▸ **Task to complete**
Reproduce, with no alteration, the span of lines that begins at the line containing "Put a marker on every instance of the headlight" and ends at the last line of the records, both ends included, and nothing else.

(Referring expression pointing data)

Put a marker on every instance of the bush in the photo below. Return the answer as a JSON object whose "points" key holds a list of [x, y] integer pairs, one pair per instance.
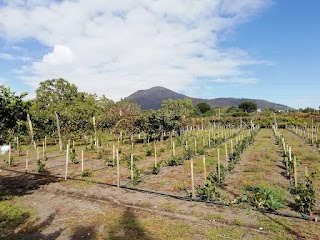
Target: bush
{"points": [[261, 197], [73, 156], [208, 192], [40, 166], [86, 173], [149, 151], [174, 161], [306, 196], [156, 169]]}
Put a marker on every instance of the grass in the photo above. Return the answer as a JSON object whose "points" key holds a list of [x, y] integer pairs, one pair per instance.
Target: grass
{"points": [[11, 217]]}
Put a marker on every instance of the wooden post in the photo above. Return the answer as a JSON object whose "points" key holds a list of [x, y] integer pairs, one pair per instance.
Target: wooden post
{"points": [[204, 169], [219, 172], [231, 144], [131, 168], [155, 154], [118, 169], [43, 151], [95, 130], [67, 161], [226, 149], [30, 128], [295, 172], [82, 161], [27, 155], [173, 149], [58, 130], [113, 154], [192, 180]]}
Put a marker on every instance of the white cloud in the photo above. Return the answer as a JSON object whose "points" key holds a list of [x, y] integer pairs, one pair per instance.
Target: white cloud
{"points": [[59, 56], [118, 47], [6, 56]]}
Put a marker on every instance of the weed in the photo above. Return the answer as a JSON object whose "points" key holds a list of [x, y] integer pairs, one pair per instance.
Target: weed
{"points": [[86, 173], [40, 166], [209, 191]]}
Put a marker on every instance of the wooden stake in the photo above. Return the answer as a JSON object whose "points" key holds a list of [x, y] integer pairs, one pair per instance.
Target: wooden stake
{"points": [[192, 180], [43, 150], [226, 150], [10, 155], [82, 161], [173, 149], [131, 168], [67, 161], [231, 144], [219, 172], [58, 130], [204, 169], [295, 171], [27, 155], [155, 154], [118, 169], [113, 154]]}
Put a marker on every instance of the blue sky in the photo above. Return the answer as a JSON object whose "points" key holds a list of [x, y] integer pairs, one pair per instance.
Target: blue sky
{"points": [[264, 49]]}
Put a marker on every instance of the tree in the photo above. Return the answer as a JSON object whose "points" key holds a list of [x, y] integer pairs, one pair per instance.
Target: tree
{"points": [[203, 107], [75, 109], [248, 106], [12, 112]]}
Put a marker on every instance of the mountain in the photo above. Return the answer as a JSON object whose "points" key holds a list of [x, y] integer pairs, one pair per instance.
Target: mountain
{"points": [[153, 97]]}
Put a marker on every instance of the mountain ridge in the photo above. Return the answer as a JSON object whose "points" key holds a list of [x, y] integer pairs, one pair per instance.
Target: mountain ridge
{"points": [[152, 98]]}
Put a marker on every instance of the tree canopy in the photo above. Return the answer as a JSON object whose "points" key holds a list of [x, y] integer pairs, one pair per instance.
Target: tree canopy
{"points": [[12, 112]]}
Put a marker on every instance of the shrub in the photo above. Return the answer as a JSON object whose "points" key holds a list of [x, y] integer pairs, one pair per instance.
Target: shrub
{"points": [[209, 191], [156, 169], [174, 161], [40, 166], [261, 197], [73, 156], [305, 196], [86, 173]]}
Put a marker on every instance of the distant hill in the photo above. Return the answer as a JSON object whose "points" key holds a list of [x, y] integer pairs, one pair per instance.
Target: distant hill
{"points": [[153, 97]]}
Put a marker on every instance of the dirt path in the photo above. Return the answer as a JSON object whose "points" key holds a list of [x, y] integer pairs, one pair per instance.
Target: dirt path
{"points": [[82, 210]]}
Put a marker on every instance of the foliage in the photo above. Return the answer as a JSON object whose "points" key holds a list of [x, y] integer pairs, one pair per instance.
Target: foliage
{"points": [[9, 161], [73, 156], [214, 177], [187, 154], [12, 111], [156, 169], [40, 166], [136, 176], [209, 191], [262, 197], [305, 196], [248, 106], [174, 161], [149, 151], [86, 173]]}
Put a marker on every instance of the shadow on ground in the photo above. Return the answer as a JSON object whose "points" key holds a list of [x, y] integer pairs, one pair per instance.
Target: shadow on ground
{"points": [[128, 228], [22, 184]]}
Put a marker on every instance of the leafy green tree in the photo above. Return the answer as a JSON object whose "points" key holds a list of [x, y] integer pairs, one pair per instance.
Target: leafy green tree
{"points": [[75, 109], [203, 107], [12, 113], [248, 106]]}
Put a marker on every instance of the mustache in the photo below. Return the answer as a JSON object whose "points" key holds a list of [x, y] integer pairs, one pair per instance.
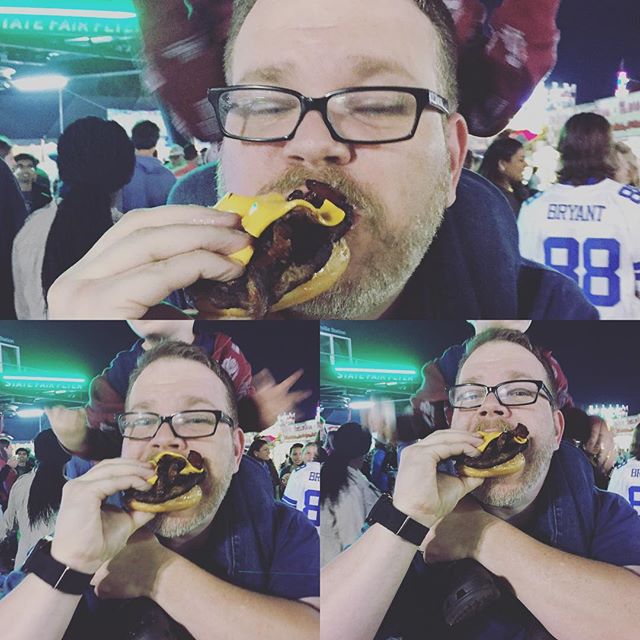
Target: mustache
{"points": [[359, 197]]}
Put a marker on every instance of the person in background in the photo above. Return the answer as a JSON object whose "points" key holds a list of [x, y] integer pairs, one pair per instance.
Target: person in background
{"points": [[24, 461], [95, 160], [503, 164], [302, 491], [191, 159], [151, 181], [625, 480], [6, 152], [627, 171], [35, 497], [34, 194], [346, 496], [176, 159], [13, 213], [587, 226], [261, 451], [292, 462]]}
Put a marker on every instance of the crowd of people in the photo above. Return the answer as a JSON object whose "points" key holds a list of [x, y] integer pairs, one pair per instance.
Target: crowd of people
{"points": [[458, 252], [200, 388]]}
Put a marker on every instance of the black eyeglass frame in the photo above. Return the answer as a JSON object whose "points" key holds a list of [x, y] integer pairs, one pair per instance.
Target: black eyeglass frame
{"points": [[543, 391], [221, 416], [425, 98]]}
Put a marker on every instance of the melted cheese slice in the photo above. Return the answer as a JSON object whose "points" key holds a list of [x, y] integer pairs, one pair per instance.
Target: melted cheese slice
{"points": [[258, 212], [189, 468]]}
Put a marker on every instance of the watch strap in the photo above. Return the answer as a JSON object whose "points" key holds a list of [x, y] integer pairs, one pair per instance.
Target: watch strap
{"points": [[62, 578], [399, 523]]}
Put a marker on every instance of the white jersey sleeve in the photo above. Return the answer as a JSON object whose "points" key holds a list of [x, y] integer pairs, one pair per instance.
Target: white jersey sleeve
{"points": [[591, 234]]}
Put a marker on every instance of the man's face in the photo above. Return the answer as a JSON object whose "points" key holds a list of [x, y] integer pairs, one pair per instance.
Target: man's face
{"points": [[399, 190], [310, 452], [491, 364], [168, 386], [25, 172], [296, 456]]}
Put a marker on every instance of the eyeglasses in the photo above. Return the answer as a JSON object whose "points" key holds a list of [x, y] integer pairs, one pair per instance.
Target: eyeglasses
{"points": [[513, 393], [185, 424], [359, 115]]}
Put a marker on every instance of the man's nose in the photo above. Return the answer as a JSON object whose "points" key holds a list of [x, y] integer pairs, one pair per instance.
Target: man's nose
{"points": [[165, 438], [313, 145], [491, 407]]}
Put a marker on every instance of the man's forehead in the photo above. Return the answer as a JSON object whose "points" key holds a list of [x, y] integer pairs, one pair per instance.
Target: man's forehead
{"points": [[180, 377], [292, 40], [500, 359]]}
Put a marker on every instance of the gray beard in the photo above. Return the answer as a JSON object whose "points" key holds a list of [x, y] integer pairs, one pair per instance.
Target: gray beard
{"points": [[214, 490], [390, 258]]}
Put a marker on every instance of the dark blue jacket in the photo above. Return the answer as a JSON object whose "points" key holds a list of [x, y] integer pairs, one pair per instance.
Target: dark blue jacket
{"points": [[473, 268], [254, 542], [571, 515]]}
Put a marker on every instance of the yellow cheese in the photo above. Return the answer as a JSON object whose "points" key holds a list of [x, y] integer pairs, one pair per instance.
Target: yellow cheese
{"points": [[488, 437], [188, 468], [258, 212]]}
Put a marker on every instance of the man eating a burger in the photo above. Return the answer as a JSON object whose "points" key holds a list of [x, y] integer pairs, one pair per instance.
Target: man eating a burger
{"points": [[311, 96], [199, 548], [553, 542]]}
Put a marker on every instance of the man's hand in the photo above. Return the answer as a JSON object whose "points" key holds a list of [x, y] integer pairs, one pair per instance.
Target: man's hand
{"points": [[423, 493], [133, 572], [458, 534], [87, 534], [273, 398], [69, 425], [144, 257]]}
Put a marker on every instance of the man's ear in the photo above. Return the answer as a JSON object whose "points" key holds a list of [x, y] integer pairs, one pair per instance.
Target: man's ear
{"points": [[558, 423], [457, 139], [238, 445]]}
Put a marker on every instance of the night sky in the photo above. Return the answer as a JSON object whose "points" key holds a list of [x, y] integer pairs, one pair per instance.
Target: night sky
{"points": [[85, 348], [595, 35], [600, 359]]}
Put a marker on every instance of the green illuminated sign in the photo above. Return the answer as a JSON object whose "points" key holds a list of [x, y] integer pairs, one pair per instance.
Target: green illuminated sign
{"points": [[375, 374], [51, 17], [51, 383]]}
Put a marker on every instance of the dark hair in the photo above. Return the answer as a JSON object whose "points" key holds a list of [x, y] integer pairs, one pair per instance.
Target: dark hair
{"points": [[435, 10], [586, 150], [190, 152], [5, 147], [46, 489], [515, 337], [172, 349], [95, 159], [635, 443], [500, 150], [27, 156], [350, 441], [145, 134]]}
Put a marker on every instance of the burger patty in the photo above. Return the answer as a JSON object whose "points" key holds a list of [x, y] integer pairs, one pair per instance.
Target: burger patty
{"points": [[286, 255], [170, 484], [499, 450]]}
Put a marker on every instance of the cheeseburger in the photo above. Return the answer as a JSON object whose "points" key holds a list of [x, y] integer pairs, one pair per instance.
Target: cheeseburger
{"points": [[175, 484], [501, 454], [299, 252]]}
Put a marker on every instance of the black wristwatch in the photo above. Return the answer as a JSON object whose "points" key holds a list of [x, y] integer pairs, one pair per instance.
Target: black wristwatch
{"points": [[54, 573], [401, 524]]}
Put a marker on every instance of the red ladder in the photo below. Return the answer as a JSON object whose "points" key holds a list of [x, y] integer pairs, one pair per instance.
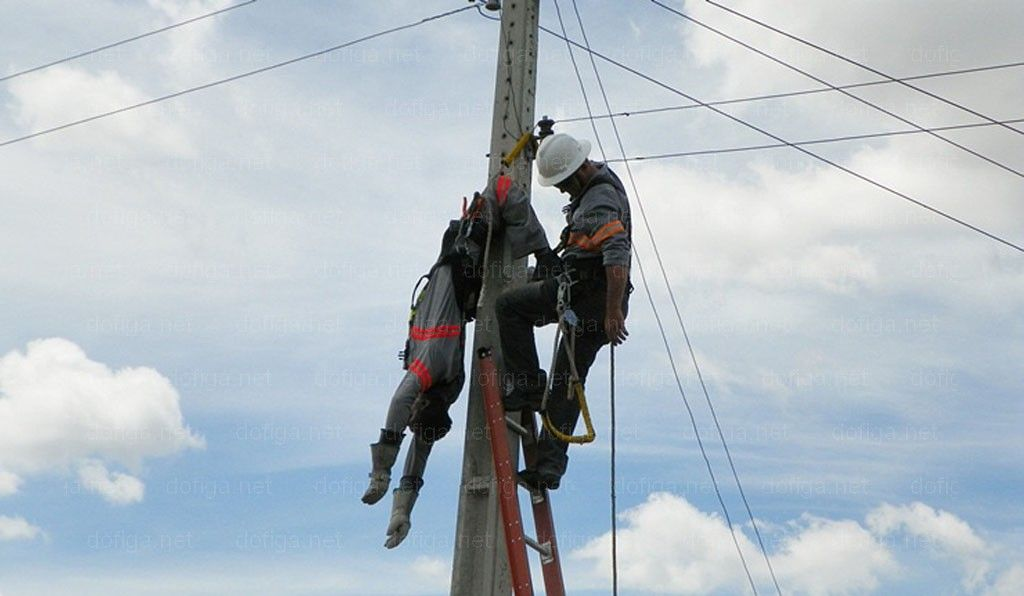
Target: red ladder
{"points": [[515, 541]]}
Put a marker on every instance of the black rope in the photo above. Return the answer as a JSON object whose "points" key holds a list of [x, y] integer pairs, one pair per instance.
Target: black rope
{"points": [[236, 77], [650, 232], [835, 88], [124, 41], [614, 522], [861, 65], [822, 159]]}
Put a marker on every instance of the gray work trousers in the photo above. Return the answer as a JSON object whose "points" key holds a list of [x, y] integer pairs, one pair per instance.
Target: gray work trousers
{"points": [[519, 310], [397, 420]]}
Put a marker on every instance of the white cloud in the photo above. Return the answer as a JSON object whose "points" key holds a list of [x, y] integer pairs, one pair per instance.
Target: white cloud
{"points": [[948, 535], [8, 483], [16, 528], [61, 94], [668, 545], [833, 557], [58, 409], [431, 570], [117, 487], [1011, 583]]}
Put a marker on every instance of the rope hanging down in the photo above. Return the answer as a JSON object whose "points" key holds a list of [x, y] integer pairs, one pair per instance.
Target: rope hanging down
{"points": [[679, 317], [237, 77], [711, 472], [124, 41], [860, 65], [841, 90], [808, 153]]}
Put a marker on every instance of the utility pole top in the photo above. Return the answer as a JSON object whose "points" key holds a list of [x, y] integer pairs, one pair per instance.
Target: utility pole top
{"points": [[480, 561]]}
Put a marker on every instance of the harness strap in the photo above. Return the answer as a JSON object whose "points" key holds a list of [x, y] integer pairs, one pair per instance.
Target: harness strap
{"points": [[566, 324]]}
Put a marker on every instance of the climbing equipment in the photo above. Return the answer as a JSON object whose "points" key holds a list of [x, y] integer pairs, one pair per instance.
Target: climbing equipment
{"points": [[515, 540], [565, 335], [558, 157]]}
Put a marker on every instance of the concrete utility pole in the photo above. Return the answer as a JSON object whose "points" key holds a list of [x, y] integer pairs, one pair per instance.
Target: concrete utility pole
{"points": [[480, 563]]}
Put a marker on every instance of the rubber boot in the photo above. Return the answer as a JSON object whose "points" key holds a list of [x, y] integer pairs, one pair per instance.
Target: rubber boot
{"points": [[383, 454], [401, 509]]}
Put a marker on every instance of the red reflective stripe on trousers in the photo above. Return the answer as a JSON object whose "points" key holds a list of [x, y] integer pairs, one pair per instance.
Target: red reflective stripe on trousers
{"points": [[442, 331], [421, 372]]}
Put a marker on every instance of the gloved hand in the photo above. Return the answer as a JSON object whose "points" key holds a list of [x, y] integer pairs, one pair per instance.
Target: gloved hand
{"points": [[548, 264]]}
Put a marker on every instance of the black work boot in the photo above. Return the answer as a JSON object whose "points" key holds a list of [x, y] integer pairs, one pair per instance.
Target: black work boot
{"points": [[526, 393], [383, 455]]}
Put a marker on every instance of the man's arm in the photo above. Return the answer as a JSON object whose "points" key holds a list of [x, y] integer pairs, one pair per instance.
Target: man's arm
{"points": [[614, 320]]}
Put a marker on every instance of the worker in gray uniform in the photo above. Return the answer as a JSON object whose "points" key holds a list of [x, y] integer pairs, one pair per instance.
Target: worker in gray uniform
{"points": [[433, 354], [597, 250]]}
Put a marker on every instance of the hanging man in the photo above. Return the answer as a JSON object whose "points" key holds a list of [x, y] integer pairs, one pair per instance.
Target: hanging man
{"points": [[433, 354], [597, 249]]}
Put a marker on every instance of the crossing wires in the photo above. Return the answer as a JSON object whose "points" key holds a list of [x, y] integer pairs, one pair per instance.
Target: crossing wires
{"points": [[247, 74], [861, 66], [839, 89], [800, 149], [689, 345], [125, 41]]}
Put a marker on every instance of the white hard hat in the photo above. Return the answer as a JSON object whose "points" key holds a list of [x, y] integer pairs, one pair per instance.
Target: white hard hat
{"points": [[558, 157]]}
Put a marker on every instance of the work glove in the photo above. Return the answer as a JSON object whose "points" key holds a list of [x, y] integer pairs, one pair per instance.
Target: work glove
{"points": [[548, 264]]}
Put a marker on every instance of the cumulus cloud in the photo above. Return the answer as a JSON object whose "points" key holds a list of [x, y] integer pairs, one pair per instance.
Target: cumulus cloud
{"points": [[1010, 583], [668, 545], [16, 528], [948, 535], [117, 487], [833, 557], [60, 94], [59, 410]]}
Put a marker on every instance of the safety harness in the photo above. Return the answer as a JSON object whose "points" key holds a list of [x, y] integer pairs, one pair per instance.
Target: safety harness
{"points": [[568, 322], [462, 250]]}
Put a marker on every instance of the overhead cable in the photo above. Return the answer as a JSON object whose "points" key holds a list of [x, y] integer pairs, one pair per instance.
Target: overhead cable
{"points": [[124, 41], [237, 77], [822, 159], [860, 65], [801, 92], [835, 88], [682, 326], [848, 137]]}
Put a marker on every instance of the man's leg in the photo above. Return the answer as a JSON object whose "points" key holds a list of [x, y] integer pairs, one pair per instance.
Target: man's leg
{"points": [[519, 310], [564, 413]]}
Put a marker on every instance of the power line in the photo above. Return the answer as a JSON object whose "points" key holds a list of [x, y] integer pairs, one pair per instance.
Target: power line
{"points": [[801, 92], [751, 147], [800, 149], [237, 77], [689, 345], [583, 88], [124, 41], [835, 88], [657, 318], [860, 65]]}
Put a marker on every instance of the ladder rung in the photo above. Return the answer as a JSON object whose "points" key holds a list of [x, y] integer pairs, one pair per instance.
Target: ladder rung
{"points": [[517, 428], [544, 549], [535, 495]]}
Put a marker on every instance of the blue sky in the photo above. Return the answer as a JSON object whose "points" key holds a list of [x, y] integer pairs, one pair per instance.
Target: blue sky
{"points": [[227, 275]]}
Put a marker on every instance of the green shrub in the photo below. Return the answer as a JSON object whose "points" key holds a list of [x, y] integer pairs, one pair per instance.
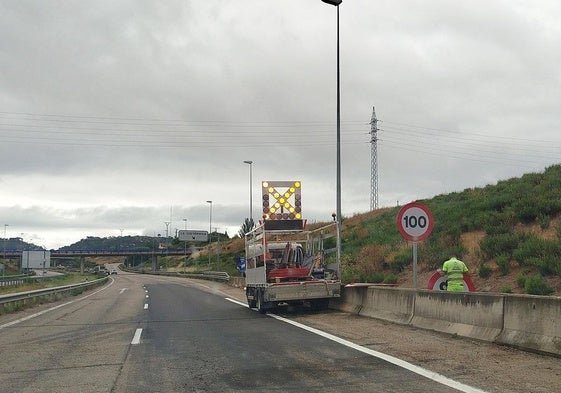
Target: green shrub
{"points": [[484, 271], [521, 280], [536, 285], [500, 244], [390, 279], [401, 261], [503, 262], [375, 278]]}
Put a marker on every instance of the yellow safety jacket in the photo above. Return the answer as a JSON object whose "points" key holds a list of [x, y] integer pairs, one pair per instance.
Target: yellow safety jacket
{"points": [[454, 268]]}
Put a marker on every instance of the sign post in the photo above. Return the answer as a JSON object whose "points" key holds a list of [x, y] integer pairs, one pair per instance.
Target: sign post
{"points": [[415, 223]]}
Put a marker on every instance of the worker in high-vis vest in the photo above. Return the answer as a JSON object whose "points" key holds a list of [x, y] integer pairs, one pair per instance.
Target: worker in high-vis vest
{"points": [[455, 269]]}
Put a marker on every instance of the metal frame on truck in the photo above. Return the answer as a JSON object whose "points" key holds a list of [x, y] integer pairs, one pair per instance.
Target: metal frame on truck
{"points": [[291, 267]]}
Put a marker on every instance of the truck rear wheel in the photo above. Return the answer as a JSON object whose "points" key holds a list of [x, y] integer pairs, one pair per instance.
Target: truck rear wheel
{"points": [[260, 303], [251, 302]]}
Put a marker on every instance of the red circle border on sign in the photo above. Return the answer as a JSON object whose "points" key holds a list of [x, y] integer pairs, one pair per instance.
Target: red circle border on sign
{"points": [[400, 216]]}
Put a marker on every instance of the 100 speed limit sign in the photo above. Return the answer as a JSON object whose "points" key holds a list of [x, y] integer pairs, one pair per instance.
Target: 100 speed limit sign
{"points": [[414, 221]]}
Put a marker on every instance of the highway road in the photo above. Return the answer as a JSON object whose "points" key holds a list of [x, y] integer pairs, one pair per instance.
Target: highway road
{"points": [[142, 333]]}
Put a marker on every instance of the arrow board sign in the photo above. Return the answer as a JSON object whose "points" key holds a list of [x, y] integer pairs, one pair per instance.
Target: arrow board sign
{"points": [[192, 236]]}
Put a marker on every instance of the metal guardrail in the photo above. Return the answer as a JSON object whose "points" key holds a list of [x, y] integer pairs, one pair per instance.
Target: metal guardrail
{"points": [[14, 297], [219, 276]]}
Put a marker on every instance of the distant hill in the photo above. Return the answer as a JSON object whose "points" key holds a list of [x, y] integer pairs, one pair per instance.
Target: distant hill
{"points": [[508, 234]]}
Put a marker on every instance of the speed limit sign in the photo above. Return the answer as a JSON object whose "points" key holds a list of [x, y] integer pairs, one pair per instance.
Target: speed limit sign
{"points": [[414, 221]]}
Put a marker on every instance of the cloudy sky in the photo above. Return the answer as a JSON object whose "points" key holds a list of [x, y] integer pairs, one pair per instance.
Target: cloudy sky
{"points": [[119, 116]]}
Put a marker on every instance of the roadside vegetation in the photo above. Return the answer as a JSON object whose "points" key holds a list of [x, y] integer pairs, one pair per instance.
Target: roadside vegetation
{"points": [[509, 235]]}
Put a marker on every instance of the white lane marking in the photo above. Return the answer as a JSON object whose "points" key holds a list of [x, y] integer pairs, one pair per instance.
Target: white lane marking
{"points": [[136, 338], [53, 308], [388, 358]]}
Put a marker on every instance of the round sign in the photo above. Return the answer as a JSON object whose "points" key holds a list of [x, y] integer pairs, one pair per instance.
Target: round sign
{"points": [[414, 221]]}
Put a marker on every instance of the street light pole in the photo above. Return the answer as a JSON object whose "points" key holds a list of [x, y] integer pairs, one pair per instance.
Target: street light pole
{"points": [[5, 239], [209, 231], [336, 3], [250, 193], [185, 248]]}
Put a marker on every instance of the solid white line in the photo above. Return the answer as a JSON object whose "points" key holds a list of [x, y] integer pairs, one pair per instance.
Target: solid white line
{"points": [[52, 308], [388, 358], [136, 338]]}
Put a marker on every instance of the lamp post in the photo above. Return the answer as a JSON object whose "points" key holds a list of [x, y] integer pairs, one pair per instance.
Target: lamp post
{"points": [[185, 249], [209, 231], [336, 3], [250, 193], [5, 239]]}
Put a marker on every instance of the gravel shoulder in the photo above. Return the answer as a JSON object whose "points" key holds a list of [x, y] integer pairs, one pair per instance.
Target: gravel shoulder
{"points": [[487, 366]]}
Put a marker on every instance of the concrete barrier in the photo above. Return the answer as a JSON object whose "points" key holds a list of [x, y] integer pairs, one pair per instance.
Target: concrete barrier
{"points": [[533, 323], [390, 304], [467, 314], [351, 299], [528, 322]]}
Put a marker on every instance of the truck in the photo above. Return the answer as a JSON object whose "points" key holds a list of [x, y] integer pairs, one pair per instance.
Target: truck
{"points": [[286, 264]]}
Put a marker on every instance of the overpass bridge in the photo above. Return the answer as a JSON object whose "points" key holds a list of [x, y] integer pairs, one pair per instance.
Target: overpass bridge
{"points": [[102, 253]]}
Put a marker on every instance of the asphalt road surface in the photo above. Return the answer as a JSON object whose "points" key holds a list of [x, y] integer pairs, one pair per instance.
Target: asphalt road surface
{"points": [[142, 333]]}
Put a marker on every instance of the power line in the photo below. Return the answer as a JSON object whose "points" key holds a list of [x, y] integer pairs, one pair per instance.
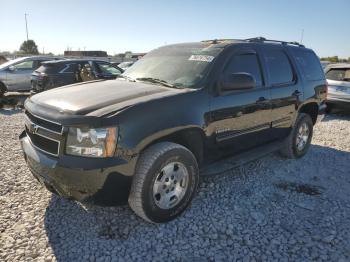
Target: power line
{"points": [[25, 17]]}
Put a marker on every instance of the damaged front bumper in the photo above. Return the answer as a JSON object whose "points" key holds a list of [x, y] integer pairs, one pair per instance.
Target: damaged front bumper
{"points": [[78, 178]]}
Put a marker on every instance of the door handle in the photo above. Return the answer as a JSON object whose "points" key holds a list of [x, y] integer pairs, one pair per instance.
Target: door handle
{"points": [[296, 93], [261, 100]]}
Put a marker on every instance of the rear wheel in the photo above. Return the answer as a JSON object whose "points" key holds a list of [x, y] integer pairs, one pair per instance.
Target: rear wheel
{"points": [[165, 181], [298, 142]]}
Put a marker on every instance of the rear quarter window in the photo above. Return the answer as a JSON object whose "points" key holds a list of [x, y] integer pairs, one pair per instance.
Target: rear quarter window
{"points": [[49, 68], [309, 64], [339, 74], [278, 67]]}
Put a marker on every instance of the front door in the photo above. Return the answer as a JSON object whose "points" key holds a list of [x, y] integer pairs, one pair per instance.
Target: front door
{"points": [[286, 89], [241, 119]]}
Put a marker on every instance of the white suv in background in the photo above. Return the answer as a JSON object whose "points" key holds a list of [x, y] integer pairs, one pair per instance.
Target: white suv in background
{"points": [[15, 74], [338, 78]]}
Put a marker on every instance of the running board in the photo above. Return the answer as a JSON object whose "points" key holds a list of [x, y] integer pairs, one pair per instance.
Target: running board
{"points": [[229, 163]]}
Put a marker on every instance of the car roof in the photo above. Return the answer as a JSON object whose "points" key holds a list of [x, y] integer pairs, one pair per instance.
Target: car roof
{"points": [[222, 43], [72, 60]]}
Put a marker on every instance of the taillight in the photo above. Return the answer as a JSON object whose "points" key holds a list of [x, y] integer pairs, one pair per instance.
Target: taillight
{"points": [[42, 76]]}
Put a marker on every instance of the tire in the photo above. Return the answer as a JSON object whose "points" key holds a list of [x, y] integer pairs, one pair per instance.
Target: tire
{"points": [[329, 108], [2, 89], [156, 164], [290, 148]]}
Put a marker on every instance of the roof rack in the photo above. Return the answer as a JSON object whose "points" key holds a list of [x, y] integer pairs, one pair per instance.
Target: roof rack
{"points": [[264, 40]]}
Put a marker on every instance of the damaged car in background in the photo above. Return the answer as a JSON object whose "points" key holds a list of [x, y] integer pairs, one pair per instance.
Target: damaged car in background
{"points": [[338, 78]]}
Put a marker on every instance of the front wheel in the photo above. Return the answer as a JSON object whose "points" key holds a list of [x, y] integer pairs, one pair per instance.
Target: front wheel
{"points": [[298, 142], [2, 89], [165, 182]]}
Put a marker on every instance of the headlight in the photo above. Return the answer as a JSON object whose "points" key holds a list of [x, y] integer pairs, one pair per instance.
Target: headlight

▸ **Expected answer**
Put a marker on every instance of the headlight in the photo above. Return the answer as a JSON object whose "points" key holds a list of [x, y] integer pairs, one pair per instance.
Target: headlight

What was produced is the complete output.